--- BEGIN Material provided ---

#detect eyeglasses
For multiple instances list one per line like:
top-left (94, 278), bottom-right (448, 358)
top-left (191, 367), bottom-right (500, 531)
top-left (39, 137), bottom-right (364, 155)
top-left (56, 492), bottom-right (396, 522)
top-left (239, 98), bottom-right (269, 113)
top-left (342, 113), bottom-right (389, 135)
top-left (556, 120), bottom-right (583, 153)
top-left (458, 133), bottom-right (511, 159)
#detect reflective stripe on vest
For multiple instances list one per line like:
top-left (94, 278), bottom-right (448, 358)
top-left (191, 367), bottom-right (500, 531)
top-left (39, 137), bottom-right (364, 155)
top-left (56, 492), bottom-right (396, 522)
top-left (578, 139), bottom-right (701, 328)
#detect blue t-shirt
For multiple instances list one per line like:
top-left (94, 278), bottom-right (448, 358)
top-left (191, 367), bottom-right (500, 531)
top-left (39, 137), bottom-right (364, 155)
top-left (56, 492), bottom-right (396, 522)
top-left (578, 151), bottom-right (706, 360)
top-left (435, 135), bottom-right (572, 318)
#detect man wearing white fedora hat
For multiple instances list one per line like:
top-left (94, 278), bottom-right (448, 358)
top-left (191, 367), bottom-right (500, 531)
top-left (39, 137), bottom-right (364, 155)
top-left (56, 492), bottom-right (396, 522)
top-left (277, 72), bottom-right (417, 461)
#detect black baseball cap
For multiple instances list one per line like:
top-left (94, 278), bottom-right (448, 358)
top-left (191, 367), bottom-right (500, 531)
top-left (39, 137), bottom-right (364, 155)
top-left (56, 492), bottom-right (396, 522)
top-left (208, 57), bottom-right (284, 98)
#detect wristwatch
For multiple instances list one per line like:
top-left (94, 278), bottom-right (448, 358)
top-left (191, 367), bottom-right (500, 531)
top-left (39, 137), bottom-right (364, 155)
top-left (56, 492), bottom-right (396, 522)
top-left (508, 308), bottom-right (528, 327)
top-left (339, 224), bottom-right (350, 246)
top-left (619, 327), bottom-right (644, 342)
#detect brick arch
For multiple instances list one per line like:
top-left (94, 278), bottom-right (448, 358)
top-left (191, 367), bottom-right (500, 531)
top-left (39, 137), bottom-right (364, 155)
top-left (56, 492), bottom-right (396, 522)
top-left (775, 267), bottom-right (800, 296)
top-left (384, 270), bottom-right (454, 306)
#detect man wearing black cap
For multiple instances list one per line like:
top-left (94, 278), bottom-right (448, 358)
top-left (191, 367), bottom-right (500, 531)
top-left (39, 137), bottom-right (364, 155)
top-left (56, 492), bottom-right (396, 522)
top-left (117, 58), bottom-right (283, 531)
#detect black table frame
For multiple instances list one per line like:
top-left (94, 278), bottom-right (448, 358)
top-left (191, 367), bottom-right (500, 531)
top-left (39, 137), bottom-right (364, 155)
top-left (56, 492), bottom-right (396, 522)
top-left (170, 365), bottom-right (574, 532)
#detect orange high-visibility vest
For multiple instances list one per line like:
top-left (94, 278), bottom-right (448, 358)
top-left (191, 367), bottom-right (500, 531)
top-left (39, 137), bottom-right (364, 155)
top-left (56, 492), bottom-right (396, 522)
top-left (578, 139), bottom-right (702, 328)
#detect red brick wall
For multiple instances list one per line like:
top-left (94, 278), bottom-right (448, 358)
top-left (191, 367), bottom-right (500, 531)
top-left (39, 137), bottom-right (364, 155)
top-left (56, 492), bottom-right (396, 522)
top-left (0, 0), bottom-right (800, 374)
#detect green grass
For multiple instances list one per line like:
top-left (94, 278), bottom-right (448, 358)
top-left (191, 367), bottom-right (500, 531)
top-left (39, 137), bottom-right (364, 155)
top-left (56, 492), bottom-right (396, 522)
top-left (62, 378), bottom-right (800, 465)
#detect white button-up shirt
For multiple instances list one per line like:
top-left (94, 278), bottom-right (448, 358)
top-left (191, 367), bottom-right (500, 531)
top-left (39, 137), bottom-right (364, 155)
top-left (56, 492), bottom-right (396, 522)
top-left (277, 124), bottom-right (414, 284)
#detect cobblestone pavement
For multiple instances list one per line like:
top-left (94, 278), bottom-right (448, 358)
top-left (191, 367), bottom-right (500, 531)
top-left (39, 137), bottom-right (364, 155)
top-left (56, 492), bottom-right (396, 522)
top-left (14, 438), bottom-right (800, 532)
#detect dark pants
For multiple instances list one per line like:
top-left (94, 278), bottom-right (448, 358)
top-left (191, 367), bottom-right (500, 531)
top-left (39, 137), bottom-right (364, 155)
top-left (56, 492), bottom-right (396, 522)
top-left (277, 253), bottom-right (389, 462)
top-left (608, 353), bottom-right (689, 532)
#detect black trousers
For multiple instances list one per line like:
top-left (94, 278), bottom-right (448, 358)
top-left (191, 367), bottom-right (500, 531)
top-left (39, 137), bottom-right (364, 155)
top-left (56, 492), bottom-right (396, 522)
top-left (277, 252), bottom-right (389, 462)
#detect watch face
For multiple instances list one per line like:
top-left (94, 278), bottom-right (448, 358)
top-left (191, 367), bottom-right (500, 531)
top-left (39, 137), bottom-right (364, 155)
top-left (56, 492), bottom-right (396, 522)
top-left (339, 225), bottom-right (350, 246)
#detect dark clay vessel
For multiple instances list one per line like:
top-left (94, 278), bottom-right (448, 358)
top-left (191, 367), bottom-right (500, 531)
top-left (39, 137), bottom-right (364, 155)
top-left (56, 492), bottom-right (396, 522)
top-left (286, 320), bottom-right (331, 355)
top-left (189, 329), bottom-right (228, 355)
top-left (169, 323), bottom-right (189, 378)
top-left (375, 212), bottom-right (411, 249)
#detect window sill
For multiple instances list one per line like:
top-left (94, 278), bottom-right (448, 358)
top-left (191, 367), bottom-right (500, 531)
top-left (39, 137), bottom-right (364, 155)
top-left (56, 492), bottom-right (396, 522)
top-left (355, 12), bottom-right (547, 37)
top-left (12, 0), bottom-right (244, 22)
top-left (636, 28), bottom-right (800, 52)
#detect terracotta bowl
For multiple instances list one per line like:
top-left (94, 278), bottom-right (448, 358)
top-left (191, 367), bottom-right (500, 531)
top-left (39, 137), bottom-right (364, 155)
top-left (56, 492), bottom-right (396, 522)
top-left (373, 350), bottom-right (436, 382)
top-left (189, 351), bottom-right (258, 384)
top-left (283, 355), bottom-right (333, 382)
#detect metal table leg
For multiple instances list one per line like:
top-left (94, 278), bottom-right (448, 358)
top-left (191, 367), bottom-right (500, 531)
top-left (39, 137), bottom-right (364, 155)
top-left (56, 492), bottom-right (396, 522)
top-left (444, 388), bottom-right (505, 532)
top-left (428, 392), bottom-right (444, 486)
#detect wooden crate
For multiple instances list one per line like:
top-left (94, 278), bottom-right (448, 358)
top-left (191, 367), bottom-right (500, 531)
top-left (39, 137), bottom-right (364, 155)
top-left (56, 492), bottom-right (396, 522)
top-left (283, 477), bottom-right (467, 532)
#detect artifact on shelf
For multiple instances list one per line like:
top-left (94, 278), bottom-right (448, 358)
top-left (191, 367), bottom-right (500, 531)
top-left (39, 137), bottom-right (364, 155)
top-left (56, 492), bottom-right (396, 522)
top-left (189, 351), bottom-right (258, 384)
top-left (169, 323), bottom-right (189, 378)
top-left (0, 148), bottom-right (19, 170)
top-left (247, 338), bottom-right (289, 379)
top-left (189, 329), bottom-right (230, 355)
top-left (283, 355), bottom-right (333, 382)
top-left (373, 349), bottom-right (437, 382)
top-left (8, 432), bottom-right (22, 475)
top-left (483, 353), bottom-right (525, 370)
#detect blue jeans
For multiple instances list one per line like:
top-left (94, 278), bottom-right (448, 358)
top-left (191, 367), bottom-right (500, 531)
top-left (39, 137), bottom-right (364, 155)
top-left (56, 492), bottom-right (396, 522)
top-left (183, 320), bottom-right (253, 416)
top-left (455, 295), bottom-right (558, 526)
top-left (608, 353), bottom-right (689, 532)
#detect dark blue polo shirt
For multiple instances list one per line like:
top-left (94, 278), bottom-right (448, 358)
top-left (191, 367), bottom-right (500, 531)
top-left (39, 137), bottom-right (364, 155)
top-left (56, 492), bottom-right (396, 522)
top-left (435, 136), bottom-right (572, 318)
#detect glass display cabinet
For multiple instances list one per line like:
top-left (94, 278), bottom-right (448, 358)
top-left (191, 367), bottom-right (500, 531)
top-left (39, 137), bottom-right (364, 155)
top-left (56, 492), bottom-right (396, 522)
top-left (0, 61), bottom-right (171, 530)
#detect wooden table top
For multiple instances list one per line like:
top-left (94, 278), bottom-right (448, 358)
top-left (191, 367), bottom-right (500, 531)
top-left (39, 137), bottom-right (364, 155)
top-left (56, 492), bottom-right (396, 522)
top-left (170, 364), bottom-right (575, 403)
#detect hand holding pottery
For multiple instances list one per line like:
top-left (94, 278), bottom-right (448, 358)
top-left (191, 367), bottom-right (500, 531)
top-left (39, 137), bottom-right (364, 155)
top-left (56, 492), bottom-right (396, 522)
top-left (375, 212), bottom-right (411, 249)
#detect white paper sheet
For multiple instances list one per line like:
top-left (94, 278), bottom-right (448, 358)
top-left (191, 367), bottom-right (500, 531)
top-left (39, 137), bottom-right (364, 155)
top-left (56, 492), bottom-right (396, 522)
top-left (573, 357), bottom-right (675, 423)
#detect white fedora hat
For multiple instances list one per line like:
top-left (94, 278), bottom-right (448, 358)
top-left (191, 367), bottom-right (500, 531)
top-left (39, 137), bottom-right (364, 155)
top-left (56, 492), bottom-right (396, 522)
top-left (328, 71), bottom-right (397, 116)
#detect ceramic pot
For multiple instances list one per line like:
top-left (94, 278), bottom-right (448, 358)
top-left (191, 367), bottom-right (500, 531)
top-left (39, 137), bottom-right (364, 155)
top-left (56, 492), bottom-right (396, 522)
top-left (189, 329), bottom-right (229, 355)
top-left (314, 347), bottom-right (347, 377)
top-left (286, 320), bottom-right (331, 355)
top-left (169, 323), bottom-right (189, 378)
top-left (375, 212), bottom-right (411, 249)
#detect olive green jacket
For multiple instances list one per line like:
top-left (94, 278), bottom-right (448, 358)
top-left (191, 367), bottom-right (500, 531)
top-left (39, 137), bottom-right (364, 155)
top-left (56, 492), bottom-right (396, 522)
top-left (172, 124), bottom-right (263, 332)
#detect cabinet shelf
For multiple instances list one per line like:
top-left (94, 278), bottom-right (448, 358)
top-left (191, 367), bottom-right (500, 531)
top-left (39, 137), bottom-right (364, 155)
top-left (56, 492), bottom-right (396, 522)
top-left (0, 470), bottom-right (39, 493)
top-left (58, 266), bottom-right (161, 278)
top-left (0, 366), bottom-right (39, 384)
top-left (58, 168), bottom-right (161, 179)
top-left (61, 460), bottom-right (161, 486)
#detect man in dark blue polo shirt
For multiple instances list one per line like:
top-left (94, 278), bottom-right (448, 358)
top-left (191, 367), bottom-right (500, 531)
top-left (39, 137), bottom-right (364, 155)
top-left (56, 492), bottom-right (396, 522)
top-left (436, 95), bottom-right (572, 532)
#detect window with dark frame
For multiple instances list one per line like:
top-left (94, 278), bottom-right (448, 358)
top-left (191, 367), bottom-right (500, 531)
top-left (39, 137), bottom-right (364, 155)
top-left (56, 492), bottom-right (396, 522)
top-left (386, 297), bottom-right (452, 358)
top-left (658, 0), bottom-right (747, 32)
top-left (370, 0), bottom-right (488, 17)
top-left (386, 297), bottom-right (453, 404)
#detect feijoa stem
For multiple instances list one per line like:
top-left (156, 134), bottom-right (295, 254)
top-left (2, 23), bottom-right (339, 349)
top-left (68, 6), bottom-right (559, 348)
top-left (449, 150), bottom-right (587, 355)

--- END Material provided ---

*What is being asked:* Turn the lines of the material above into a JSON list of strings, one string per line with blank lines omitted. Begin with the line containing "#detect white button-up shirt" and continue through the line containing "top-left (277, 124), bottom-right (414, 284)", including both of those lines.

*Finished task:*
[
  "#detect white button-up shirt",
  "For multiple instances list one per line like:",
  "top-left (94, 278), bottom-right (448, 358)",
  "top-left (191, 367), bottom-right (500, 531)",
  "top-left (39, 137), bottom-right (364, 155)",
  "top-left (56, 492), bottom-right (396, 522)",
  "top-left (277, 124), bottom-right (414, 284)"
]